• Collected data:
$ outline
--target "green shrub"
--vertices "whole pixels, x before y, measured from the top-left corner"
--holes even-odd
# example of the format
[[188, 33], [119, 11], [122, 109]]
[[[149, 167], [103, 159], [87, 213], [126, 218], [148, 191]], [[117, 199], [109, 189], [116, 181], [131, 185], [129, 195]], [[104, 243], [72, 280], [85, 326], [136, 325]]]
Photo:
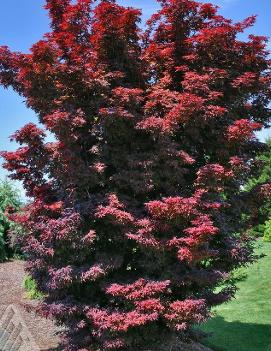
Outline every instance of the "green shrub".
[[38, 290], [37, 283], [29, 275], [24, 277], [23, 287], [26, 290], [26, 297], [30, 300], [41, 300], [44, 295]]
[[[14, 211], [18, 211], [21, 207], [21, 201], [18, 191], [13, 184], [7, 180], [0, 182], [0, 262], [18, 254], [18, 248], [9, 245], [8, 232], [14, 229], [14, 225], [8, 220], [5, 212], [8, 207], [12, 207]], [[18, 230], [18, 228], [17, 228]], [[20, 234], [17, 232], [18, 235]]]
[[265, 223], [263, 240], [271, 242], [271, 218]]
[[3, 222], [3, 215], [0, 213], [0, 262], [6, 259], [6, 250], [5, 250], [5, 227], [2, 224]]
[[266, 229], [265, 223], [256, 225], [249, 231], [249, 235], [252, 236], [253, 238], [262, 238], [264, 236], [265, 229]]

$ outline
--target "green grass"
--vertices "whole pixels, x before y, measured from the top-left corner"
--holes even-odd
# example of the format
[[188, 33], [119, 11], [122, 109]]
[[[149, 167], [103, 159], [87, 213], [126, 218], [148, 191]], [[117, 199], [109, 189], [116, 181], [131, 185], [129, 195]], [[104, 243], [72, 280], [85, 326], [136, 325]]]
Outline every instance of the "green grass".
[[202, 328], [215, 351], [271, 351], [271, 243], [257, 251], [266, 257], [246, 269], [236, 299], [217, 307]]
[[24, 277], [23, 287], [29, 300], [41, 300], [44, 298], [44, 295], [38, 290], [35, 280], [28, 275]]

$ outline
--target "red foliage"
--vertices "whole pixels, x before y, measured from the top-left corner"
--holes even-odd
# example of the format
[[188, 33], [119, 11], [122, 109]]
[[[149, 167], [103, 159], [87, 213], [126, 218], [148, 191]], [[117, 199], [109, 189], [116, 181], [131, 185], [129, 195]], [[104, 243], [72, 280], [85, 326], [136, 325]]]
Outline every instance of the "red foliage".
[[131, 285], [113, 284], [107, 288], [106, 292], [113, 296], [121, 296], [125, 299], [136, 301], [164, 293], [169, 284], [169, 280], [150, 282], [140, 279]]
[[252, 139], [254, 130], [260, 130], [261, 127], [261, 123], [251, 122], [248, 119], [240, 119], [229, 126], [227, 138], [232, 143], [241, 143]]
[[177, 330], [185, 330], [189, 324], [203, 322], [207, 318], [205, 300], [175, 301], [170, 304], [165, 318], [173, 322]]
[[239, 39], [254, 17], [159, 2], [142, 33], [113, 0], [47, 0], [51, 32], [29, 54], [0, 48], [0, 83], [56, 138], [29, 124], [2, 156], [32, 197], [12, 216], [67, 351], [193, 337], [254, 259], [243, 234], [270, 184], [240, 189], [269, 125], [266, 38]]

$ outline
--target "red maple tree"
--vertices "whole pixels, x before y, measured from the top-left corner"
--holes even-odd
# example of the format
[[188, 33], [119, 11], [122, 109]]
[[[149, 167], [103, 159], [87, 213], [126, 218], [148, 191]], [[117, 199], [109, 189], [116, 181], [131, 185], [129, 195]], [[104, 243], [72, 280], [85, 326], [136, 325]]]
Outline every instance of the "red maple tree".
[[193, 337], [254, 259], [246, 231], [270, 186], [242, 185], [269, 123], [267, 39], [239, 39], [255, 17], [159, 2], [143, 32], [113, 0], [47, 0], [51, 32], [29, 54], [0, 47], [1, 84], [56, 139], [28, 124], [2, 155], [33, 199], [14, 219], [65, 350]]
...
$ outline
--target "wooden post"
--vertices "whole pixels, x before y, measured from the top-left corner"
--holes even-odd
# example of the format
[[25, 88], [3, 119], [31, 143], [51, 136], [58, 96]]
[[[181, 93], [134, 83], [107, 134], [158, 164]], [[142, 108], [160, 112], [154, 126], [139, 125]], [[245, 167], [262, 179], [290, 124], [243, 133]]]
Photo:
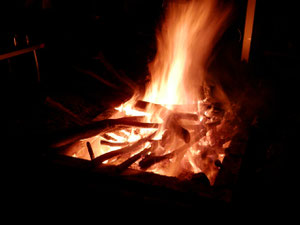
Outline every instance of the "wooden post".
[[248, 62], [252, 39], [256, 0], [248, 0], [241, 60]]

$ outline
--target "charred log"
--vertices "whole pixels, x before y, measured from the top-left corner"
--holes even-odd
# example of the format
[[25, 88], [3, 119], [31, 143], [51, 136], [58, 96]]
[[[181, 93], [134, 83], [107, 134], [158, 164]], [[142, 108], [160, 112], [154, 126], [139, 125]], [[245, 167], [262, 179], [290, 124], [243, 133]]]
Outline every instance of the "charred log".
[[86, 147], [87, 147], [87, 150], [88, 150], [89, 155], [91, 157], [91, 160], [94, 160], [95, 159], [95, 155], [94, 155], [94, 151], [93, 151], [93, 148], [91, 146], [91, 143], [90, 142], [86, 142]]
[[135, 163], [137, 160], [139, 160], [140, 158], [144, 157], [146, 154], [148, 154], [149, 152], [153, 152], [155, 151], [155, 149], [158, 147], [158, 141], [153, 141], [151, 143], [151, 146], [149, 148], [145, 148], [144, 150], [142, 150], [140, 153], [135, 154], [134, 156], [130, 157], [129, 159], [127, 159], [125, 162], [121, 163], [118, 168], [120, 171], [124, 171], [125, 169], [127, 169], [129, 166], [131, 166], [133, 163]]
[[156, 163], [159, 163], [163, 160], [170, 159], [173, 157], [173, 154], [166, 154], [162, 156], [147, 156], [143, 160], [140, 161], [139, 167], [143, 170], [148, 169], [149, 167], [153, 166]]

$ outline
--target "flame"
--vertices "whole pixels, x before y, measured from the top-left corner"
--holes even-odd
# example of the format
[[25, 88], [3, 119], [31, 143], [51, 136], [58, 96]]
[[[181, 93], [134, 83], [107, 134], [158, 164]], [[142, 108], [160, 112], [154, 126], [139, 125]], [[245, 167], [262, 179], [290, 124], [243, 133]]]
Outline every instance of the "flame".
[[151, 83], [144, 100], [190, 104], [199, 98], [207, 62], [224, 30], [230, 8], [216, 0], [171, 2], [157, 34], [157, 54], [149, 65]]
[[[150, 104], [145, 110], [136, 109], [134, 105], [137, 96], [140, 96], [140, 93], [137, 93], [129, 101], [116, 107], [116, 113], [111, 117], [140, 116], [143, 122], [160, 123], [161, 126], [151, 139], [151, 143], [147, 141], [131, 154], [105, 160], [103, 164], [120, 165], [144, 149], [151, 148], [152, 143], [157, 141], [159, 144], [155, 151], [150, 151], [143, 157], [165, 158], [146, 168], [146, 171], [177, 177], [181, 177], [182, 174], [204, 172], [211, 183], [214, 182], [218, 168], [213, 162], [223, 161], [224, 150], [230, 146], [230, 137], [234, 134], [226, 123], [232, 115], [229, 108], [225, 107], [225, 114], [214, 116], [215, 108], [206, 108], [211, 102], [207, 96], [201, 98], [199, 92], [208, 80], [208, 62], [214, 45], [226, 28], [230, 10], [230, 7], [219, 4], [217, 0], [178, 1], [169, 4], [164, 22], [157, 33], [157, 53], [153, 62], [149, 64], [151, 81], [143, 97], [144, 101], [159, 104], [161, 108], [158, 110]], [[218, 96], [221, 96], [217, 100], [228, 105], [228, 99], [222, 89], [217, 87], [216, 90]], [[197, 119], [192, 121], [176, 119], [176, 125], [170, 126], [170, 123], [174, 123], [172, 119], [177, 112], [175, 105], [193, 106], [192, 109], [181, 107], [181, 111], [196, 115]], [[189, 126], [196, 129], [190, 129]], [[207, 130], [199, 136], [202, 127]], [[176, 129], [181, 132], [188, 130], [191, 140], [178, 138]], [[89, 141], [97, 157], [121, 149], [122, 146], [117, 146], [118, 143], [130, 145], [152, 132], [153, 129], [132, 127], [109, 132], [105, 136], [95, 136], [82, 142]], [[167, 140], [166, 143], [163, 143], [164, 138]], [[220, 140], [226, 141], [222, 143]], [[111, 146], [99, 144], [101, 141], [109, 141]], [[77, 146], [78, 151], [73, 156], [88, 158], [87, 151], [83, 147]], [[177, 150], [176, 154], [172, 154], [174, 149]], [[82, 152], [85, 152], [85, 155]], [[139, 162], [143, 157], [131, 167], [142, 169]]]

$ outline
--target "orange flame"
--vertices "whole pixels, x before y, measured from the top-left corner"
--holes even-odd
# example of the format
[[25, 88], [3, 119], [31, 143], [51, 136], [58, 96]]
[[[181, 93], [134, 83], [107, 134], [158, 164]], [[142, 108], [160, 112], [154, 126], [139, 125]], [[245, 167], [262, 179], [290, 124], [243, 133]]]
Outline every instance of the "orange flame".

• ASSIGNMENT: Each line above that includes "target" should be shown.

• TASK RESPONSE:
--target "green shrub"
--target "green grass"
--target "red foliage"
--target "red maple tree"
--target "wooden post"
--target "charred log"
--target "flame"
--target "orange flame"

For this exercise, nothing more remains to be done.